◆ **Written exercise A**
Please reproduce the rows that come after the Plex storage post line for line, leaving out the pictures.

◆ **Passage to read**
══════════
I ended up deciding the m1.medium was the right answer. (Running one of these 24/7 will cost you about $88 a month, not including any EBS or S3 storage or outgoing bandwidth)
EBS Test - I figured it would be a good idea to see how Plex and EBS would play together because if EBS couldn't give plex enough performance S3 never would. So I copied the movies over to EBS and got similar results as I was seeing with the ephemeral storage, the delay to start a movie was a tiny bit longer by maybe 1-3 seconds after which it was fine. S3 - Now came the hard part, how the heck can I make this work with S3? The key thing to understand is S3 is intended to store data in a put/get method where if you want to read or modify a file you download the entire thing and then upload the entire file when your done if you changed anything. That being said the essentially limitless storage and very strong file durability makes it an excellent place to store files (and its slightly cheaper than EBS).
The first tool I tired was s3fs (http://code.google.com/p/s3fs/) which allows you to mount an s3 bucket so linux see's it like any other mounted folder. Got it all working quite quickly, at first it seemed to work well but that was only because I had just copied the files in and while it had uploaded them to s3 it was using the local cache version of the files. After a umount, clear the cache and mount Plex couldn't play anything, though I noticed that the network traffic into the ec2 instance was spiking and after waiting a few minutes and trying the same movie again it worked. What I think was happening was Plex was trying to read the file, and s3fs had to download the entire file before it would feed any of it to Plex, so Plex would error out thinking that there was something wrong but once s3fs had the entire file in cache it would work fine because it would read the local copy. I tired all the different settings offered by s3fs to make Plex happy, it didn't work. So off to look for another option.
Then I stumbled upon s3ql (http://code.google.com/p/s3ql/) similar concept but a big difference in the way it writes and reads to s3. In s3fs it was uploading the files to s3 and downloading them again exactly as they where so to read a 1GB file you first had to download 1GB. Where s3ql creates a block type file system when writing files to s3, so when uploading a 1GB file to s3 it breaks it into chunks (default is 10mb) and keeps an inventory of the blocks. It also has a few other tricks it does during this process I'll talk about later. The great thing about the block system is when you go to read 1GB file, it only has to download the 10mb blocks you need to read.
The other advantage is that a single download from s3 typically has a maximum speed of 10-15MB/sec which is pretty fast BUT downloading a 1GB file as a single file takes about 1 minute and 30 seconds, but if you download several 10MB files simultaneously (8 seems optimal) you will see a combined throughput of around 50MB/sec meaning that 1GB file now takes less than 30 seconds. So you can not only start reading the file faster as your getting the blocks you need first, but you can get the entire file faster using multiple downloads.
Testing of s3ql, copied some media over, cleared local cache of s3ql and just using default settings Plex was much happier to read data from the s3ql mount. It was a bit sluggish and certainly not perfect. So I started messing with the s3ql options to see what I could do to improve things. There are 3 additional features that s3ql offers all of which affect your speed of read/write and its processor/ram usage these are Encryption, Data De-Dupelication and Compression and of course I was using all of them at defaults. I wont bore you with all the things I tried and their results, in the end I found adjusting the following settings gave me performance that plex was happy with.
══════════
◆ **Task inputs**
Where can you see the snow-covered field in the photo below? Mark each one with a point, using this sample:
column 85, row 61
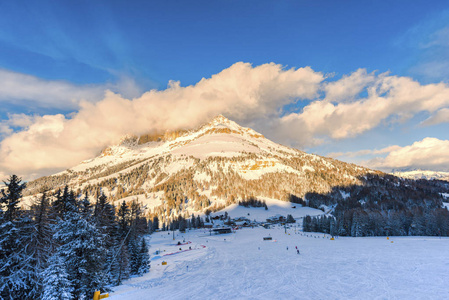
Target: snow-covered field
column 243, row 266
column 275, row 207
══════════
◆ **Written exercise B**
According to the Plex storage post, what is the default chunk size s3ql uses when it splits a file for upload to S3?

◆ **Task solution A**
Where can you see the snow-covered field in the photo below? Mark each one with a point, using this sample:
column 85, row 61
Target: snow-covered field
column 243, row 266
column 275, row 207

◆ **Task solution B**
10MB